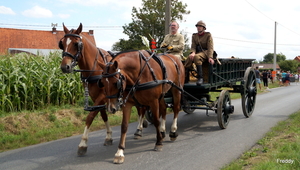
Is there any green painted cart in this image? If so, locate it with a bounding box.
[145,58,257,129]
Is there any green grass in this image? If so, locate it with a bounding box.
[0,106,138,152]
[222,111,300,170]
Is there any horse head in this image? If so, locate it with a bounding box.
[98,61,126,113]
[58,23,83,73]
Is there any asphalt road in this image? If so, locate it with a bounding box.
[0,84,300,170]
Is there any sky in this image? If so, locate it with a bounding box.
[0,0,300,61]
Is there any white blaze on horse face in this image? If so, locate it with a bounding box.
[115,149,124,157]
[171,118,177,132]
[66,38,72,52]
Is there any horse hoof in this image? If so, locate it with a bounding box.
[103,139,113,146]
[143,120,148,128]
[169,132,178,141]
[114,156,124,164]
[133,134,142,139]
[134,129,143,139]
[154,145,162,152]
[160,132,166,139]
[77,147,87,156]
[170,138,177,142]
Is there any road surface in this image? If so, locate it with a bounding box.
[0,83,300,170]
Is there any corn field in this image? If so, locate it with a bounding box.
[0,52,83,113]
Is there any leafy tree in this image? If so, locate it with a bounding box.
[262,53,286,63]
[112,0,190,51]
[278,60,299,73]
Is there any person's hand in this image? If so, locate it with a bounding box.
[189,52,195,61]
[208,58,215,65]
[161,43,168,48]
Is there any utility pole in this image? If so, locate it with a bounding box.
[165,0,171,35]
[273,21,277,72]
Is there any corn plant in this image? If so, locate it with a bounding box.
[0,53,83,113]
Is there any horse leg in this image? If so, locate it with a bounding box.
[169,89,181,141]
[150,100,163,151]
[134,107,148,139]
[159,99,167,139]
[77,111,98,156]
[113,103,132,164]
[100,110,113,146]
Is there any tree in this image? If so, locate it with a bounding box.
[262,53,286,63]
[278,60,299,73]
[112,0,190,51]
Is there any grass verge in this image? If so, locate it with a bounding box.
[222,111,300,170]
[0,106,138,152]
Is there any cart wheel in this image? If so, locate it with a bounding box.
[182,102,195,114]
[217,90,233,129]
[145,109,153,124]
[241,67,257,117]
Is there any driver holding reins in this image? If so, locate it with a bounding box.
[184,20,214,85]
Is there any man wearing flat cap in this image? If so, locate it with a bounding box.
[160,21,184,60]
[184,20,214,85]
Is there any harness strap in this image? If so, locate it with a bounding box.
[80,74,102,83]
[125,80,173,91]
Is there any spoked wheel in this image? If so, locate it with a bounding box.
[182,102,195,114]
[145,109,153,124]
[217,90,234,129]
[241,67,257,117]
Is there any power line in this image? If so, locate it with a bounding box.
[245,0,300,36]
[0,23,300,46]
[0,23,122,29]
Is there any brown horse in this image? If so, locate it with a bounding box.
[59,23,147,156]
[99,50,184,163]
[59,23,113,155]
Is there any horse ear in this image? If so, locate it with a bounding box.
[63,23,70,34]
[113,61,118,70]
[75,23,82,35]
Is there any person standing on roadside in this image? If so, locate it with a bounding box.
[255,67,261,91]
[262,70,269,90]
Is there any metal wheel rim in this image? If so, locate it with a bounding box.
[217,90,231,129]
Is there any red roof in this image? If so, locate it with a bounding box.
[294,56,300,62]
[0,28,96,55]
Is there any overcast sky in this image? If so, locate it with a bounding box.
[0,0,300,61]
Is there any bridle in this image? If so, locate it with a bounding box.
[58,34,83,67]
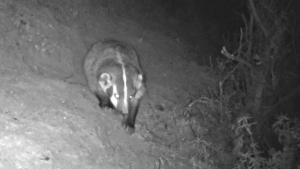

> YOUR TASK
Copy out all of the material above with "in this image" switched to "in this photo" everywhere and everything else left the same. Don't include the pictures.

> TASK RESPONSE
Is there any green painted cart in this photo? If so, locate it with a bounding box.
[145,58,257,129]
Is there any green grass in this photo? If so, locate it with a bounding box.
[0,106,138,152]
[222,111,300,170]
Is there any horse head in this photo? If so, locate it with a bounding box.
[98,61,126,113]
[58,23,83,73]
Is there any asphalt road in this photo? If so, locate it with a bounding box.
[0,84,300,170]
Is there any sky in this photo? If so, locate it with a bounding box.
[0,0,300,61]
Is there any white blaze on horse face in this photo? If so, locate it with a bounding box.
[115,149,124,157]
[171,118,177,132]
[66,38,72,52]
Is there any horse hoof in this photo? If so, locate it with a bounding box.
[103,139,113,146]
[143,120,148,128]
[169,132,178,141]
[114,156,124,164]
[133,134,142,139]
[134,129,143,139]
[154,145,162,152]
[160,132,166,139]
[77,147,87,156]
[170,138,177,142]
Is there any road surface in this photo? If so, locate it with a bounding box.
[0,83,300,170]
Is there any corn field in this photo? If so, locate it with a bounding box.
[0,52,83,113]
Is there any leafy tree in this photo? If so, locate it with a bounding box.
[262,53,286,63]
[112,0,190,51]
[278,60,299,73]
Is there any person's hand in this photo? If so, locate it with a bounding box.
[189,52,195,61]
[208,58,215,65]
[161,43,168,48]
Is there any utility pole in this photo? If so, locate it with a bounding box.
[165,0,171,35]
[273,21,277,72]
Is there any corn plant in this photo? If so, locate it with a bounding box.
[0,53,83,113]
Is there any horse leg in this photo? If so, locate it with a bounding box.
[169,89,181,141]
[150,100,163,151]
[134,107,148,139]
[159,99,167,139]
[77,111,98,156]
[113,103,132,164]
[100,110,113,146]
Is there any tree in this photo? If so, locate it with a bounding box.
[262,53,286,63]
[278,60,299,73]
[112,0,190,51]
Is there any grass verge in this photo? If so, locate it with a bounding box.
[222,111,300,170]
[0,106,138,152]
Is there any cart wheel in this photo? If so, locate it with a bounding box.
[182,102,195,114]
[217,90,233,129]
[145,109,153,124]
[241,67,257,117]
Is there any driver holding reins in this photo? If so, locate it with a bounding box.
[184,20,214,85]
Is there any man wearing flat cap in this photo? If so, locate it with a bounding box.
[160,21,184,60]
[184,20,214,85]
Is there any harness strap in this photo? If so, locate it with a bounding box.
[80,74,102,83]
[125,80,173,91]
Is there any spoked wheel in this photo? If so, locate it with a bounding box.
[182,102,195,114]
[145,109,153,124]
[217,90,234,129]
[241,67,257,117]
Is there any power line in this photo? If so, locate it with a bounding box.
[245,0,300,36]
[0,23,300,46]
[0,23,122,29]
Is there any brown horse in this photo? If so, locate it with a bounding box.
[59,23,147,156]
[99,50,184,163]
[59,23,113,155]
Is there any horse ear in this photo? If so, locate it with a bounding box.
[63,23,70,34]
[113,61,118,70]
[75,23,82,35]
Is there any person standing on roadside in this photo? If so, locate it with a bounding box.
[255,67,261,91]
[262,70,269,90]
Is there any metal wheel rim in this photo? If so, locate it with a bounding box.
[217,90,231,129]
Is there any red roof in this photo? If so, locate it with a bounding box.
[294,56,300,62]
[0,28,96,55]
Is there any overcast sky in this photo? If so, locate it with a bounding box.
[0,0,300,61]
Is there any bridle in this photo? If so, locate it with a bounding box.
[58,34,83,67]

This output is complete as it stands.